◆ EXCERPT TO READ ◆
* Begin *

ABDOULAH: It’s where you evaluate four or five key areas of the culture: from engagement to accountability to strategic importance. The survey we used depicts five different areas that evaluates the effectiveness, the productivity, the engagement of your people. And as a result of it, how happy are they in that environment. And it’s about EQ. we do a lot of work with our leadership on emotional quotient because we’ve come to realize as research has shown that it’s not just about IQ, the best leaders—the leaders who get the best performance—are those with the higher EQ than an IQ. So that’s something people really need to pay attention to: it’s not just what you know, it’s how you show up, how you implement what you know, it’s how you engage with others that is really, really important. We at WOW have not promoted, not hired people who are brilliant at a particular thing that we might need, a particular skill, but they weren’t able to sort of engage and work within that cultural environment of serving others. We’ve passed them over because you’ve got to have both.
HENTHORN: So that’s really a great explanation of a company culture that you wanted to build at WOW. And that you did build at WOW. During this time you were also the chair of ACA [American Cable Association] and one of the momentous things that happened during that time was that you testified before Congress on the Comcast merger [with NBC Universal]. So what was that like?
ABDOULAH: It was a little nerve-racking.
HENTHORN: I believe you were testifying right after Brian Roberts or—
ABDOULAH: No, I was at the table with him. It was the first hearing, the House hearing, then we went to two Senate hearings right after that. So we did three in one day.
What I loved about it—ACA is a really, I think, first class organization and they were very clear about the message. We were not about to try to stop or criticize the merger itself because we knew it was beyond us. The FCC, all the groups that need to approve it, would likely approve it. So our position was what is it about that merger, that new company, that could be detrimental to the small, medium-size operators and could we try to get conditions placed on the merger that we knew pretty much was going to be approved. So that helped to be going into it because a lot of the other people sitting at the table were people against. Consumer groups and other groups that were against the merger and took that strong position. I was able to take what I thought was to be a very fair, reasonable position and with a really equitable specific ask that framed the message which basically said, “Look, it’s probably going to get approved so we’re not asking you to not, but when it does, here are some things we want you to be aware of in our marketplace. And that can be really difficult, competing against a company that is so vertically and horizontally integrated and the power that they’re going to have. So please consider that and consider the following conditions.” And I thought it was a reasonable message.
So your question about what it was like. It was a little nerve-racking because the personal ego side of you says, “Oh, my God, what if I screw up and they ask me a question that I should absolutely know and I don’t know. Or they ask me a question, I should be very articulate about it and I’m not. You know, if was just a lot of ego insecurity that was running through my head as I was walking down the corridor and you saw all the cameras and people. The room was so crowded, people were standing. You had to stand outside the room with the doors open so they could hear because there wasn’t enough room for all the people who wanted to be at the hearing.
So that in itself can be intimidating. And then I walk in the room and Brian Roberts says, “And you are—?”
I’m like, “Colleen Abdoulah…”
“We’ve never met, have we?”
And I said, “No.”

* End *

◆ MATERIAL ◆
* Begin *

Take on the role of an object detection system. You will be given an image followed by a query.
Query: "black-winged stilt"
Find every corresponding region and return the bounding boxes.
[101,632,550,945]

* End *

◆ GIVEN REQUEST A ◆
In the interview about the Comcast merger testimony, reproduce the passage starting with "HENTHORN: So that’s" and going on through "a little nerve-racking.".
◆ GIVEN REQUEST B ◆
Carry on the interview about the Comcast merger testimony from where it stops.

◆ WRITTEN RESPONSE A ◆
HENTHORN: So that’s really a great explanation of a company culture that you wanted to build at WOW. And that you did build at WOW. During this time you were also the chair of ACA [American Cable Association] and one of the momentous things that happened during that time was that you testified before Congress on the Comcast merger [with NBC Universal]. So what was that like?
ABDOULAH: It was a little nerve-racking.

◆ WRITTEN RESPONSE B ◆
And he said, “This is my father.” [Ralph Roberts] So I shook his father’s hand and his father sat directly behind me and Brian was beside me. So it was quite intimidating at first. Then I just took a breath and thought, “I know this industry well. I’ve been in it a long time. I know I know it better than most of the Congressmen that are going to be asking—and women—who are going to be asking questions.” I had met a lot of them in advance. Before a hearing you do go and try to meet; for about a week before I was on the Hill, trying to meet most of the people that were going to be at the hearings, the Representatives and Senators. I had met some of them so that gave you some comfort. I hadn’t met all of them but some of them. So I got through it pretty well.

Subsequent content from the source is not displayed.